> _TO DO_:
[a] What does the carb cycling article say you get more of on workout days?
[b] Rewrite the carb cycling article from "About the Author: Eric" to "and lose fat.", changing "lean muscle" to "muscle mass".

> _EXTRACT TO READ_:
--------------------------------------------------

Busy Man’s Carb Cycling: The Uber Convenient Way to Shred Fat and Build Muscle.

September 3, 2013

About the Author: Eric Bach

Carb cycling is the planned manipluation of carbohydrate intake. On workout days you’ll have more carbs and calories to repair your body and build lean muscle.

On non-workout days carbs are kept lower. Because you wont increase insulin sensitivity after a workout, eating fewer carbs and pushing yoru body into a slight calorie deficit can increase fat burning.

When done correctly and consistently, carb cycling works with the ebbs and flows of your schedule, allowing you to train hard, build muscle, and lose fat.

Carb cycling is an advanced strategy that can do wonders for preventing fat loss plateaus and maximizing insulin sensitivity.   

 Picture This: It’s early fall and Saturday around noon. College football season has arrived. You’re at your local alumni sports bar with your buddies. Everyone’s ordering, microbrews, nachos, chicken wings, and fries..food galore, a gluttonous paradise.

--------------------------------------------------

> _SUPPLIED INFORMATION_:
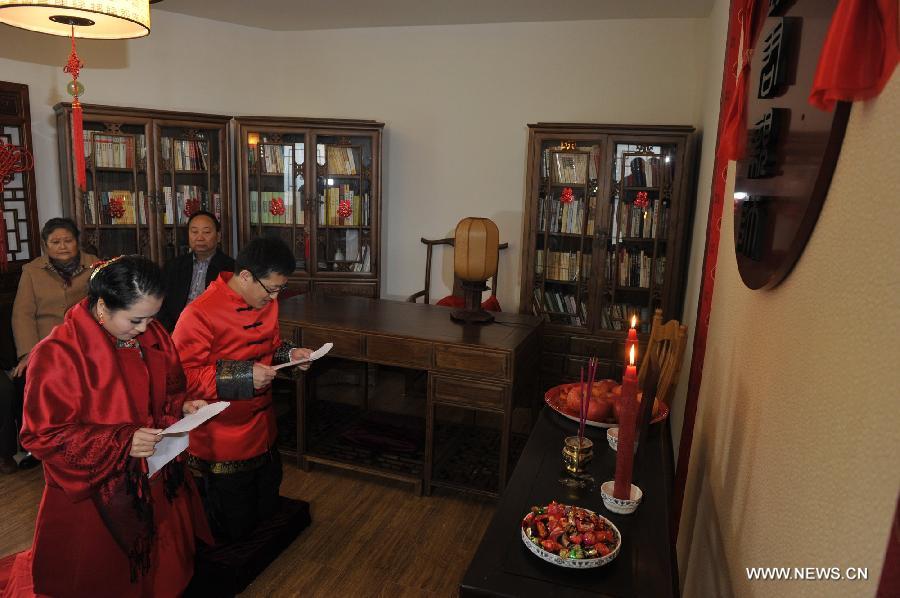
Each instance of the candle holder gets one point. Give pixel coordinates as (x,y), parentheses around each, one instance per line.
(620,505)
(577,453)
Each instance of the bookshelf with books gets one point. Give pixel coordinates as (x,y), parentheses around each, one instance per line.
(607,230)
(316,183)
(146,172)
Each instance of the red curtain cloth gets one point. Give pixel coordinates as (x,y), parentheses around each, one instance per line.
(745,24)
(731,91)
(859,54)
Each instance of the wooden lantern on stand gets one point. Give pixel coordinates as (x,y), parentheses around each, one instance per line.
(476,250)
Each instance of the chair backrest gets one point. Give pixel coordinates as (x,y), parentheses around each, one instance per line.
(666,346)
(457,286)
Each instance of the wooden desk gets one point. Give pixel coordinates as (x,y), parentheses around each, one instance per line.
(645,566)
(480,367)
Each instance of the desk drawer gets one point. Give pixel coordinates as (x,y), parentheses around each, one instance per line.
(475,361)
(346,344)
(467,393)
(409,353)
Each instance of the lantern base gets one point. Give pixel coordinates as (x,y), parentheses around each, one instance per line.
(472,313)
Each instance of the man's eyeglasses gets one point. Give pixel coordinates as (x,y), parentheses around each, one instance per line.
(270,292)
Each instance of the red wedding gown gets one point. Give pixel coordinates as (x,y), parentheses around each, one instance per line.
(83,402)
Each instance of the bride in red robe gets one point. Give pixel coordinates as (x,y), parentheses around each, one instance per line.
(101,387)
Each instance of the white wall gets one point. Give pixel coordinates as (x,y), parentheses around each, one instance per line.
(455,100)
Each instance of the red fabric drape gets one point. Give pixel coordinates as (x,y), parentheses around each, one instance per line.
(745,24)
(859,54)
(711,253)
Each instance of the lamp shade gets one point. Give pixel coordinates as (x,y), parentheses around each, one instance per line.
(93,19)
(476,249)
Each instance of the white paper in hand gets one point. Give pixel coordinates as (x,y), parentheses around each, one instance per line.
(175,437)
(317,354)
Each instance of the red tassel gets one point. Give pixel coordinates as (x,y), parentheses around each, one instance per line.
(78,145)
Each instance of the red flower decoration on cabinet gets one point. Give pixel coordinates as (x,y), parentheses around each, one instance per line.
(641,201)
(276,206)
(116,207)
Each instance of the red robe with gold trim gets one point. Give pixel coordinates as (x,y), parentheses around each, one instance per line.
(83,401)
(220,325)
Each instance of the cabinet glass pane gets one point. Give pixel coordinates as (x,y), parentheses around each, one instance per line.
(115,205)
(276,189)
(566,223)
(190,168)
(635,268)
(15,203)
(344,214)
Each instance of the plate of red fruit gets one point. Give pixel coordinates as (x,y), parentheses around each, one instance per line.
(570,536)
(603,406)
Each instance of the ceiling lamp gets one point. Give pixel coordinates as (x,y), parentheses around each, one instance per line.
(93,19)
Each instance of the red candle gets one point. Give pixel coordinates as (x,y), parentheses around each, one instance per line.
(632,338)
(627,429)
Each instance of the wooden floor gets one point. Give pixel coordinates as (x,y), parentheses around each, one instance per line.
(369,537)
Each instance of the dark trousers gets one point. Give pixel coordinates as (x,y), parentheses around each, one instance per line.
(236,502)
(10,414)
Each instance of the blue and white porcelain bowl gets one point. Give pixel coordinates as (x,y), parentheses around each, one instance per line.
(618,505)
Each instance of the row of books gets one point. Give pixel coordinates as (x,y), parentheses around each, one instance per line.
(631,267)
(187,199)
(617,316)
(647,172)
(273,207)
(274,158)
(570,168)
(186,154)
(559,217)
(114,151)
(115,207)
(341,160)
(632,221)
(359,207)
(563,304)
(562,265)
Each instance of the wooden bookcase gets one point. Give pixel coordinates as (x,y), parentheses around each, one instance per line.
(147,171)
(592,258)
(293,176)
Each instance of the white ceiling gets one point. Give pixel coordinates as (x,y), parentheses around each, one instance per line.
(300,15)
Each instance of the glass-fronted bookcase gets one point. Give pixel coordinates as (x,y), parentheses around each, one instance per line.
(607,231)
(316,184)
(146,172)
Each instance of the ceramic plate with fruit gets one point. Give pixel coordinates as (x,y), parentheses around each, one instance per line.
(603,407)
(570,536)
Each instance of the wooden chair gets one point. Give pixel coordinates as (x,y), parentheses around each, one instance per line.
(666,348)
(457,287)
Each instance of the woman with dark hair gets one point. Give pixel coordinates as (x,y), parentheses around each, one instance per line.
(100,388)
(50,285)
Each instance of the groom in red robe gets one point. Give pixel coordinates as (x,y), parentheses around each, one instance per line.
(228,340)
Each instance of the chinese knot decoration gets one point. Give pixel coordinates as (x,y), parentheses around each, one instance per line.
(116,207)
(190,206)
(75,89)
(641,201)
(13,160)
(276,206)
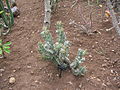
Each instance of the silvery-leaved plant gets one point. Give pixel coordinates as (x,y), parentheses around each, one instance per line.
(58,52)
(4,48)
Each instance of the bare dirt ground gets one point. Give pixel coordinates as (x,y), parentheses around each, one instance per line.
(33,73)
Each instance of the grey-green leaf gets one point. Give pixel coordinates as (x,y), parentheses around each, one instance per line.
(8,43)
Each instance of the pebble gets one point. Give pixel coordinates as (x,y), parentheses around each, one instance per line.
(2,70)
(29,67)
(70,83)
(12,80)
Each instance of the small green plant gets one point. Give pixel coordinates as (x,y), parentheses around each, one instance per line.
(4,48)
(58,52)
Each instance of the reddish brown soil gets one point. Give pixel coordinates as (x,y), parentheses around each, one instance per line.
(33,73)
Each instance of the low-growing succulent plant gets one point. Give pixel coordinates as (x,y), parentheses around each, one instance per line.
(4,48)
(58,52)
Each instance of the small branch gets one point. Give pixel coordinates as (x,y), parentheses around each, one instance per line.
(114,19)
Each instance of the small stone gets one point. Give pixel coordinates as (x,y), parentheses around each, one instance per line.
(104,65)
(31,51)
(1,75)
(57,75)
(112,71)
(2,70)
(31,72)
(14,71)
(90,56)
(104,84)
(12,80)
(29,67)
(70,83)
(80,86)
(113,50)
(36,81)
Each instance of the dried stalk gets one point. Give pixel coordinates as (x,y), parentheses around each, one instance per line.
(114,19)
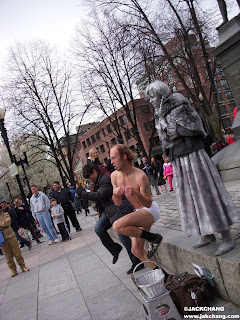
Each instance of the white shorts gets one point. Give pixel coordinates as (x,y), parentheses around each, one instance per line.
(154,210)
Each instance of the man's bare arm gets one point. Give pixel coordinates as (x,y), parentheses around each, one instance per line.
(144,195)
(117,191)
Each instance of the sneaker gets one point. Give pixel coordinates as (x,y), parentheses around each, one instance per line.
(25,269)
(153,245)
(137,269)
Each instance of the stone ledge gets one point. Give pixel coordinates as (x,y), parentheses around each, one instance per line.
(176,255)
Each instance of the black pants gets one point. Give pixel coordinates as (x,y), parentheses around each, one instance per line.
(63,230)
(69,212)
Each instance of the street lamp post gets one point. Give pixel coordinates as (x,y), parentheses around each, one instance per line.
(5,139)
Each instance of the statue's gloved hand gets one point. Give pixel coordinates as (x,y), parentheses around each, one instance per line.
(172,131)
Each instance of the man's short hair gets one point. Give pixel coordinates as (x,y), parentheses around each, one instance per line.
(122,149)
(88,170)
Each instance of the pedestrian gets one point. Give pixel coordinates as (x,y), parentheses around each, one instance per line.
(15,223)
(65,197)
(23,213)
(133,183)
(11,248)
(75,199)
(94,157)
(168,171)
(57,213)
(161,181)
(204,203)
(84,202)
(108,212)
(40,206)
(230,138)
(153,173)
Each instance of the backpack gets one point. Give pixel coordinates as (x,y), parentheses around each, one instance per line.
(189,290)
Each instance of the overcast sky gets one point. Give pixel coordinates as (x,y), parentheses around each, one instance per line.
(50,20)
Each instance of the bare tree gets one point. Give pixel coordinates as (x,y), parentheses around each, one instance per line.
(110,67)
(39,94)
(163,20)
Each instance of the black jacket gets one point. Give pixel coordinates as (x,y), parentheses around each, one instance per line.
(102,195)
(14,218)
(63,197)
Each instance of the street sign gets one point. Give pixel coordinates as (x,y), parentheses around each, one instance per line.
(13,169)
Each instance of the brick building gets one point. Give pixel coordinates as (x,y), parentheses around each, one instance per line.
(104,135)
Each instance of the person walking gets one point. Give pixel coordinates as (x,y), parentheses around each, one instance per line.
(168,171)
(84,202)
(15,224)
(40,206)
(108,212)
(11,248)
(22,212)
(75,198)
(65,197)
(57,213)
(153,173)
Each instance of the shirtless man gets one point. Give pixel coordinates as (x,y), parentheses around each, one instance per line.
(133,182)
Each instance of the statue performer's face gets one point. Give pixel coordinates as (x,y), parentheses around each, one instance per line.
(155,99)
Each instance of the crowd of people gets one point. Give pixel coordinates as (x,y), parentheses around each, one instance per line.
(122,192)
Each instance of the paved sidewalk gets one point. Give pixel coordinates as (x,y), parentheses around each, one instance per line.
(76,280)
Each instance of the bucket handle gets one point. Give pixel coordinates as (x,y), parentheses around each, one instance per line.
(133,274)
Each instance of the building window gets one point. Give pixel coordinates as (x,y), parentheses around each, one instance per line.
(226,123)
(127,135)
(223,110)
(148,126)
(115,124)
(113,141)
(88,142)
(232,106)
(155,141)
(102,148)
(224,83)
(228,95)
(144,110)
(220,71)
(93,138)
(220,98)
(98,135)
(109,128)
(122,120)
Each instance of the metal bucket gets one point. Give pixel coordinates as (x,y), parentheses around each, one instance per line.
(150,283)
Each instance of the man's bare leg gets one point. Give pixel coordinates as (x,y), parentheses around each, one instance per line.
(137,224)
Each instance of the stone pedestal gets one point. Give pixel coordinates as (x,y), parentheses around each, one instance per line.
(228,53)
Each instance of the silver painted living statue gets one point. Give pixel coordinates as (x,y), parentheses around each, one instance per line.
(204,203)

--------------------------------------------------

> _ANSWERS FOR THE EXERCISE_:
[a] More carbs and calories, to repair your body and build lean muscle.

[b]
About the Author: Eric Bach

Carb cycling is the planned manipluation of carbohydrate intake. On workout days you’ll have more carbs and calories to repair your body and build muscle mass.

On non-workout days carbs are kept lower. Because you wont increase insulin sensitivity after a workout, eating fewer carbs and pushing yoru body into a slight calorie deficit can increase fat burning.

When done correctly and consistently, carb cycling works with the ebbs and flows of your schedule, allowing you to train hard, build muscle, and lose fat.